Исходный текст:

Вадим Вацуро - С.Д.П. Из истории литературного быта пушкинской поры
Но едва ли не интереснее всего, что сама «г-жа Мотылькова» выступила на этот раз в роли автора, — точнее, переводчика. Первой главы «Вакефильдского семейства», переведенного ею начала знаменитого романа Гольдсмита, в бумагах общества нет; однако, судя по тому, что ей было рекомендовано продолжать перевод, оно было прочитано. Нам известно уже, что Пономарева владела английским языком, что отнюдь не было обычным в те годы, — и, конечно, переводила с подлинника.
Измайлов писал в Москву И. И. Дмитриеву о литературных занятиях Пономаревой:
«Она <…> имеет необыкновенные таланты и получила отличное воспитание: знает прекрасно немецкий, французский и итальянский языки, даже отчасти латинский; переводит на русский прозою лучше многих записных литераторов; пишет весьма недурно стихи; рисует, танцует, поет и играет на фортепиано превосходно. Жаль только, что очень мало занимается и ведет слишком рассеянную жизнь»[129].
«Рассеянная жизнь» и «необыкновенные таланты» — в этом были одновременно и драма и способ существования. Иная жизнь для нее была бы невозможна, но именно рассеяние, праздность, сознание нереализованных возможностей становилось постоянным источником внутренней неудовлетворенности. Литературные занятия были выходом или иллюзией выхода, — но на систематический литературный труд она была неспособна.
И она схватилась, как за якорь спасения, за литературное общество, общество-салон, где она могла быть не то членом, не то хозяйкой.
О. М. СОМОВ — С. Д. ПОНОМАРЕВОЙ Август 1821.Вот я снова приближаюсь, сударыня, к местам, где вы обитаете; я оставил блестящее общество, чтобы вновь поселиться под скромной крышей, которая служит моим кровом в Петербурге. Сколько радости, сколько рассеяний обещало пребывание в городе! Мои друзья, Шидловский и Туманский, вернулись, С.-Тома здесь, чтобы рассказывать мне о своих приключениях в Италии и в Испании, чтобы напоминать мне о своей прекрасной родине и время от времени докучать мне градом острот и каламбуров. Нежная дружба вновь готова раскрыть мне свои объятия; раскроет ли их любовь? Нет, — это говорит мне мое сердце, а этот прорицатель, хотя и неутешительный, никогда еще меня не обманывал. Печальная вещь надежда, когда ее испытывают бесконечно: постоянно предаешься тщетным иллюзиям, которые исчезают при малейшем дуновении действительности, и тогда сердце стенает, видя, как разрушаются сладкие заблуждения, которые оно лелеяло.

[Фрагмент набора данных]
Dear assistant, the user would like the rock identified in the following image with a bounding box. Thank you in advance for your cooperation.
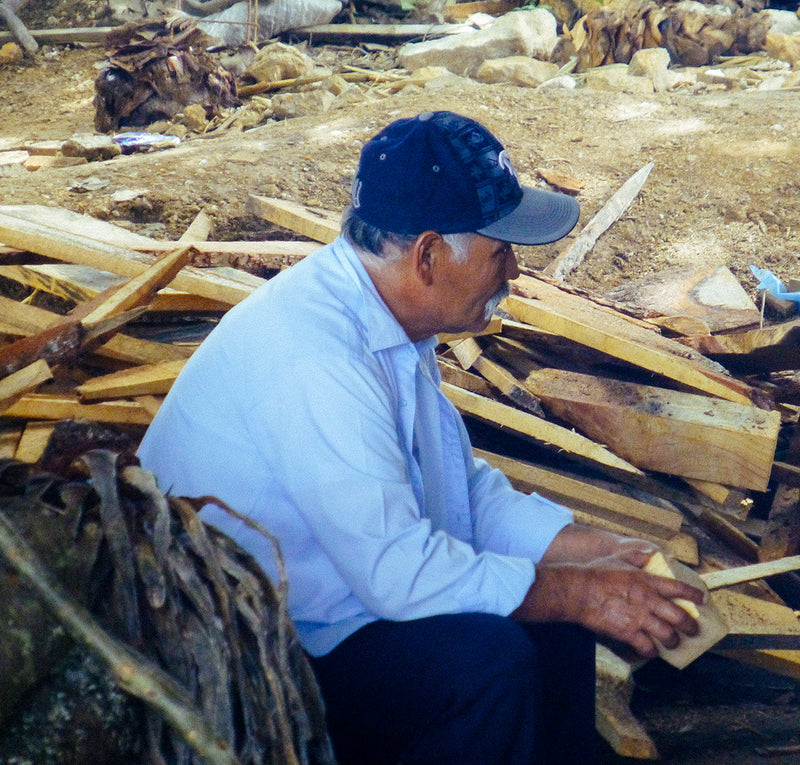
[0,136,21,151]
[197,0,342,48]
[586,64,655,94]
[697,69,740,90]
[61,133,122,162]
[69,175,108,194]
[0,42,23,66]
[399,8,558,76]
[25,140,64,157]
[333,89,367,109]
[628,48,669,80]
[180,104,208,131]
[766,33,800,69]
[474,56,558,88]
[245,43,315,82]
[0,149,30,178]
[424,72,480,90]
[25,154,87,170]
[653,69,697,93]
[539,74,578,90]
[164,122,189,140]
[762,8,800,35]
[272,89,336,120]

Задания для выполнения:
1/ Пожалуйста, переведите на английский язык предложение из отрывка о С. Д. Пономаревой: «И она схватилась, как за якорь спасения, за литературное общество, общество-салон, где она могла быть не то членом, не то хозяйкой.»
2/ Выведите без изменений часть отрывка о С. Д. Пономаревой от слов «Измайлов писал в» до слов «она была неспособна.» включительно.

Ответы по порядку:
1/ And she clutched, as at an anchor of salvation, at the literary society, a society-salon, where she could be something between a member and a hostess.

2/
Измайлов писал в Москву И. И. Дмитриеву о литературных занятиях Пономаревой:
«Она <…> имеет необыкновенные таланты и получила отличное воспитание: знает прекрасно немецкий, французский и итальянский языки, даже отчасти латинский; переводит на русский прозою лучше многих записных литераторов; пишет весьма недурно стихи; рисует, танцует, поет и играет на фортепиано превосходно. Жаль только, что очень мало занимается и ведет слишком рассеянную жизнь»[129].
«Рассеянная жизнь» и «необыкновенные таланты» — в этом были одновременно и драма и способ существования. Иная жизнь для нее была бы невозможна, но именно рассеяние, праздность, сознание нереализованных возможностей становилось постоянным источником внутренней неудовлетворенности. Литературные занятия были выходом или иллюзией выхода, — но на систематический литературный труд она была неспособна.